▸ What to do: Copies of all lines containing the string "sneaker" are needed from the data below.

▸ Given records:

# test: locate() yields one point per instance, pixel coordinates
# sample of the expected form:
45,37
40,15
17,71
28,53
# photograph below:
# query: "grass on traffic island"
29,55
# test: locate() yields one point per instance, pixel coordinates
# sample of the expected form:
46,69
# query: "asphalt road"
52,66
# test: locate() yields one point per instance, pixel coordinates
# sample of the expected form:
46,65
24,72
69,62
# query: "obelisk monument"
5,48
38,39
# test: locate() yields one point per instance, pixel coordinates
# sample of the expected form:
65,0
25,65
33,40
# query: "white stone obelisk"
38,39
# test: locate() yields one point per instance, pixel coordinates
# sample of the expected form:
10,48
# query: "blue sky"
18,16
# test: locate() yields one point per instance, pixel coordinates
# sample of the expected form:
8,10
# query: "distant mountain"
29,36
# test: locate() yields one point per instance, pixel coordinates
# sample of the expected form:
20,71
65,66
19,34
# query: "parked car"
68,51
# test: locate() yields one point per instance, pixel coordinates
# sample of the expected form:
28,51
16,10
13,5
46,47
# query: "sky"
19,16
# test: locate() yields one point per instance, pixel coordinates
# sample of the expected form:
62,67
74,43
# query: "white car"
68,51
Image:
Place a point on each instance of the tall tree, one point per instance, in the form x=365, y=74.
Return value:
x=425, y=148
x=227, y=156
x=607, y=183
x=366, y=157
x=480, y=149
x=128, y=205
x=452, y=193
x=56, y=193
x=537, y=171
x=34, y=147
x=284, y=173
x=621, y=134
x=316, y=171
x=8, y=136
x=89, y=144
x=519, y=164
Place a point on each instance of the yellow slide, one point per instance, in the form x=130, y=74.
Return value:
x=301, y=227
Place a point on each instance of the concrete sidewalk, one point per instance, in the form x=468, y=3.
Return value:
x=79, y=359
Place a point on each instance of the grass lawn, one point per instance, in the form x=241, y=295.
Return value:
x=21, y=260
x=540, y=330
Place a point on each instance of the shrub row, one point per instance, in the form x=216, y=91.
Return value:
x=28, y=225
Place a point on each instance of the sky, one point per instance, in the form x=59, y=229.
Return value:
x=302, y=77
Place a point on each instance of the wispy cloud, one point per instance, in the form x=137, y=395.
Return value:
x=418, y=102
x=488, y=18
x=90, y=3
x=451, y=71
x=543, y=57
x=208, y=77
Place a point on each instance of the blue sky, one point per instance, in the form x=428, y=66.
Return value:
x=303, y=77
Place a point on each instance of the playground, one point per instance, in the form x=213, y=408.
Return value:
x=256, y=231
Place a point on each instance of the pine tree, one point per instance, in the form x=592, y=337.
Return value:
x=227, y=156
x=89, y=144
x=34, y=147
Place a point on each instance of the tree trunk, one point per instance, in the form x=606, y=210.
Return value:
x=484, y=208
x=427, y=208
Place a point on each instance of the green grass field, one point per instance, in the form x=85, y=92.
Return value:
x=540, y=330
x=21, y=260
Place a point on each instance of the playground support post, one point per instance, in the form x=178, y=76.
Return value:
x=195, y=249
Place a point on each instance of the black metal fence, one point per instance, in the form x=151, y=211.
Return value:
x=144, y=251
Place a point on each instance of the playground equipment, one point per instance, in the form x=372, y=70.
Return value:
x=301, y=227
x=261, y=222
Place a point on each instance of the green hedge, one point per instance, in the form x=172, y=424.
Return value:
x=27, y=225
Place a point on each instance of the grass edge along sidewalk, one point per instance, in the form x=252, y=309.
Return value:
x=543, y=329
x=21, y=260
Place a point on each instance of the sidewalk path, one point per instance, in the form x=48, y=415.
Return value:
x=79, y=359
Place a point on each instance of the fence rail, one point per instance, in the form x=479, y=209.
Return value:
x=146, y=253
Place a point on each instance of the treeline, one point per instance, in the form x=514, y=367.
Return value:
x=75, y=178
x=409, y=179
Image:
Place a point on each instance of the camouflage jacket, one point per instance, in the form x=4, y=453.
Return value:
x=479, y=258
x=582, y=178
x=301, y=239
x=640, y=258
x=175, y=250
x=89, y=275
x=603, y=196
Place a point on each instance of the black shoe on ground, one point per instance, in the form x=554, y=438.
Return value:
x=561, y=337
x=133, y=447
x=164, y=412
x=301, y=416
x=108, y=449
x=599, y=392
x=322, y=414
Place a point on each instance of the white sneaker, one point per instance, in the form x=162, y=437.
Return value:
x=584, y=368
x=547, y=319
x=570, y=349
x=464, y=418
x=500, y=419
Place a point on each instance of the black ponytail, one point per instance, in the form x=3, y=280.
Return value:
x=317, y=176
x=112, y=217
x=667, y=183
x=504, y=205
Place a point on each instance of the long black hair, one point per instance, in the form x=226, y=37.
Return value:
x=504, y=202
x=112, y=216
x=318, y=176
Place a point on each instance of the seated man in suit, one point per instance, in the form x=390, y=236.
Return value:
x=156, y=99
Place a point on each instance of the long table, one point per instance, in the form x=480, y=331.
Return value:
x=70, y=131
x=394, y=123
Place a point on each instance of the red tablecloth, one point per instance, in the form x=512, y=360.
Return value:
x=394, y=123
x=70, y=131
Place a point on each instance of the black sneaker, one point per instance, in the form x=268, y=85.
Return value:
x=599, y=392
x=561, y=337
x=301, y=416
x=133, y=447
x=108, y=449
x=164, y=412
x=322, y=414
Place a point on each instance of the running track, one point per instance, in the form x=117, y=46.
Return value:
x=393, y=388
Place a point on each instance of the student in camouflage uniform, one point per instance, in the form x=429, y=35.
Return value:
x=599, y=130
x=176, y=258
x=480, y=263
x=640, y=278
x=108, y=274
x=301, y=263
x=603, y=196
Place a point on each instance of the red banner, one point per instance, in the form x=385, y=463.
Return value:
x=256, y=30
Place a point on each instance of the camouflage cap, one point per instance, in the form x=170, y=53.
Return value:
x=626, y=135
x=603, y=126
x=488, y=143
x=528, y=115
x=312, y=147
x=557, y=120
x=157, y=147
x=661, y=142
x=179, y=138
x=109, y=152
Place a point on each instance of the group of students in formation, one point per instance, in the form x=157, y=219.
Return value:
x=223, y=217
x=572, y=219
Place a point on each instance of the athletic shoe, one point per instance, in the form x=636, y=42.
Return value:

--

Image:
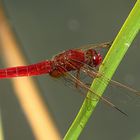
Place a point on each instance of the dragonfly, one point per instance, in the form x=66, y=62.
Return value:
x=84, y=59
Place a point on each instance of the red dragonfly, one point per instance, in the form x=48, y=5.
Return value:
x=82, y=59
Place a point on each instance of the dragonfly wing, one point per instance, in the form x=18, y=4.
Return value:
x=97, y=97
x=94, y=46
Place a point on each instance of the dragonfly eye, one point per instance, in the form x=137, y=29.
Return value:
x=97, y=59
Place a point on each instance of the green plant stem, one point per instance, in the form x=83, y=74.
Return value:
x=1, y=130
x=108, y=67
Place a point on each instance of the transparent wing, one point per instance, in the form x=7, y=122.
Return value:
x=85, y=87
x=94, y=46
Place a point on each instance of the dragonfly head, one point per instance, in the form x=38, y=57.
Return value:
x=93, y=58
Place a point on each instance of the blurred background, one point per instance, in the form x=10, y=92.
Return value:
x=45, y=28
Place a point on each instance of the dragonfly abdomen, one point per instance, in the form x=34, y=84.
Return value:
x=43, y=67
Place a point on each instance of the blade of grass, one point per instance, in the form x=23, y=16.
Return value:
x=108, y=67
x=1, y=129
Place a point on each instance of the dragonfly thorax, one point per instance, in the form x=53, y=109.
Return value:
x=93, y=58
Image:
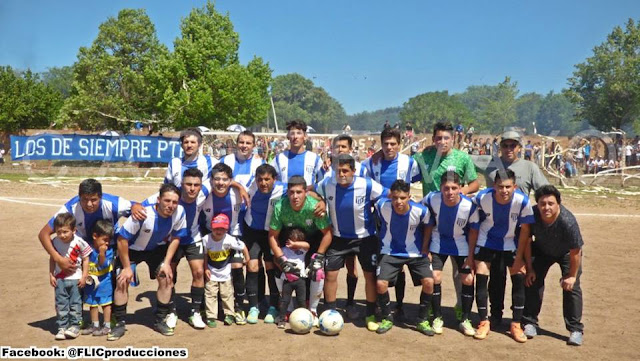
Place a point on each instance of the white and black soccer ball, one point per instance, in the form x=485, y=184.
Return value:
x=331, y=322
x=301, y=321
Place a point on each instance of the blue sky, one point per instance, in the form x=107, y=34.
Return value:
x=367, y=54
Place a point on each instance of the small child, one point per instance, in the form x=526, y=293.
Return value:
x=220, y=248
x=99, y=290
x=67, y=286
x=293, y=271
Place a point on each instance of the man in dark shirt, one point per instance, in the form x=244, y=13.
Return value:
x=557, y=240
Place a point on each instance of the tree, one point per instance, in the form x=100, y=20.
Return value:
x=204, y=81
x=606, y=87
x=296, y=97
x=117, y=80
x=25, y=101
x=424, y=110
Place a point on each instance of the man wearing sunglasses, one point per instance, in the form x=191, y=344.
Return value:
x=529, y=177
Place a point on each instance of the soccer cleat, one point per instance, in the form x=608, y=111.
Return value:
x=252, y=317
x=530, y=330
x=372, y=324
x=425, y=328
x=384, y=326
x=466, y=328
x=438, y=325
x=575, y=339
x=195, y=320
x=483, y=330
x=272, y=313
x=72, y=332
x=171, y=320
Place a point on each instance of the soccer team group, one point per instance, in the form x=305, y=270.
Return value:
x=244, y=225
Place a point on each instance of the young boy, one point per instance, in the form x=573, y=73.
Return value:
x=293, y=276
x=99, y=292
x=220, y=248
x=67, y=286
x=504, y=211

▸ Result of this task:
Place a point on each instance of the white sneaker, one point per instance, in the form x=162, y=437.
Place a point on each instance of the black sneaker, one point per instance, in the form x=268, y=85.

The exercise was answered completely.